■ How to complete this task ■
Copy out every record below exactly as written, but leave out any pictures.
====== Records shown ======
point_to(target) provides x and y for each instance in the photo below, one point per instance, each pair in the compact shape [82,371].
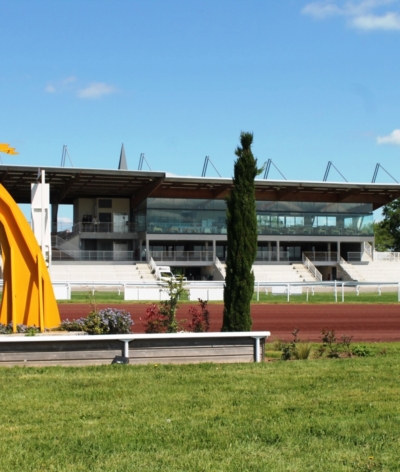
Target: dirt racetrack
[363,322]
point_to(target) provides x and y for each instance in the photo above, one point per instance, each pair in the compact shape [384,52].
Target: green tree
[174,288]
[242,240]
[387,231]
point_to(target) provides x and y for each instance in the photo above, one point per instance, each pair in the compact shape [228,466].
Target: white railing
[220,267]
[98,227]
[321,256]
[81,255]
[183,256]
[368,250]
[354,256]
[152,265]
[311,268]
[350,270]
[387,256]
[272,256]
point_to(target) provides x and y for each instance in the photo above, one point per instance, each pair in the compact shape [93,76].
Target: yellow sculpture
[7,149]
[28,296]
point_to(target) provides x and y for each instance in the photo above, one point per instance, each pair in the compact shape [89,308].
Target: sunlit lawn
[322,415]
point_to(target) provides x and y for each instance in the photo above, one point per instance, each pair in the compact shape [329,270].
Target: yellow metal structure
[7,149]
[28,296]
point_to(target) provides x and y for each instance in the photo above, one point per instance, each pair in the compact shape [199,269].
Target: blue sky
[179,80]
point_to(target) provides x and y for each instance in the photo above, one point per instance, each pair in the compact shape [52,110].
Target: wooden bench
[175,348]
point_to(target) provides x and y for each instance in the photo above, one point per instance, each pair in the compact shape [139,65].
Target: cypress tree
[241,223]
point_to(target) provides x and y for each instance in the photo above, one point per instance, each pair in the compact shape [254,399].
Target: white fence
[213,291]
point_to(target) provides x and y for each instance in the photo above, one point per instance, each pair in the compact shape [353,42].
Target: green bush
[361,351]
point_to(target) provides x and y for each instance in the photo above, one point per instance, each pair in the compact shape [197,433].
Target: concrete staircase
[304,273]
[145,274]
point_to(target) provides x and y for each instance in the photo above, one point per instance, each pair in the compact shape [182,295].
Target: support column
[54,216]
[147,249]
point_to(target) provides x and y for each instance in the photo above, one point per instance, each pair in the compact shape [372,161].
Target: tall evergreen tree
[241,223]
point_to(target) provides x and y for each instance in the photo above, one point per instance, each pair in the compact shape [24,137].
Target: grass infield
[321,415]
[318,298]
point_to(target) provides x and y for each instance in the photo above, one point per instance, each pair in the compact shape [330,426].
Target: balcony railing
[272,256]
[183,256]
[80,255]
[320,256]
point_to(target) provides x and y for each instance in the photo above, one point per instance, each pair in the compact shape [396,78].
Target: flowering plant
[107,321]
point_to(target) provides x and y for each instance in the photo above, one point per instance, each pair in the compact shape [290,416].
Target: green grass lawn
[321,415]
======
■ Reply ■
point_to(target) provides x and y for each instance in the photo below, one point per instance, each pair in the compact shape [82,371].
Target: dirt racetrack
[363,322]
point_to(target) provides x and y for each instance in the photo above, one point per instance, each pair in the compact shape [384,52].
Target: green tree
[174,288]
[242,240]
[387,231]
point_to(target) provides x and y for each instance in the photo above, one point per instance, each pair in the compact shape [228,466].
Target: white railing
[220,267]
[98,227]
[321,256]
[81,255]
[183,256]
[368,250]
[354,256]
[152,265]
[311,268]
[350,270]
[387,256]
[272,256]
point_to(target) provides x and y for each instance in the photo above, one point per instance, each pair in the compact shape [93,76].
Target: yellow sculpture
[7,149]
[28,296]
point_to(target) provides x and y for each instance in the photo above, one point per instance, each pair in the compact shape [89,308].
Target: sunlit lawn
[322,415]
point_to(target) provides x and y for each instance in the photo above, one point per instance, each pair in the compact shape [329,270].
Target: yellow metal structure
[7,149]
[28,296]
point_to(target) provides x and y for each instance in the photo above, one point per instance, each pair in the compact shape [199,269].
Target: blue sky
[179,80]
point_to(target) provides x and y for each instance in the photo above, one point per instance, each pair in the compact shape [52,110].
Target: wooden bench
[175,348]
point_to(target) provides x and y for each instance in the photo above, one point per instance, each pair in the compact shape [139,65].
Target: cypress tree
[241,223]
point_to(target) provides x and y for each instance in the photo above, one point per instance, each pair in the compact shape [254,399].
Target: white fence
[213,291]
point_to(target) provides x and y for each instance in the photo above, one point per instance, each pair in the compact shape [353,42].
Target: green bush
[361,351]
point_to(target) provides x and y for each instance in the photo above, one point per instance, each pair in the compact shape [197,433].
Target: concrete staircase
[304,273]
[145,274]
point_to(target) provides x and y for each instance in the photo above, one point per instance, each pair in the compact shape [182,295].
Target: support column
[54,216]
[147,249]
point_to(target) provides x and y for each instance in the photo above, one point per instance, each pair in the compact shape [372,161].
Target: tall evergreen tree
[241,223]
point_to(target) provides x and y for each instance in the photo above, one point per instance, each pair in the compact shape [24,137].
Target: grass infield
[321,415]
[318,298]
point_to(target) provides x and y for each instance in the photo above, one point per instance, each pair in the compact shape [330,426].
Target: balcony railing
[272,256]
[183,256]
[80,255]
[320,256]
point_to(target) provides x and y for each instance in the photo above, one point per instance, each pair in the compact shape [396,78].
Target: flowering plant
[107,321]
point_to(target) provides x and y for each instance in the photo above, one point per instance, each pair in the compact shape [290,416].
Target: green grass lawn
[321,415]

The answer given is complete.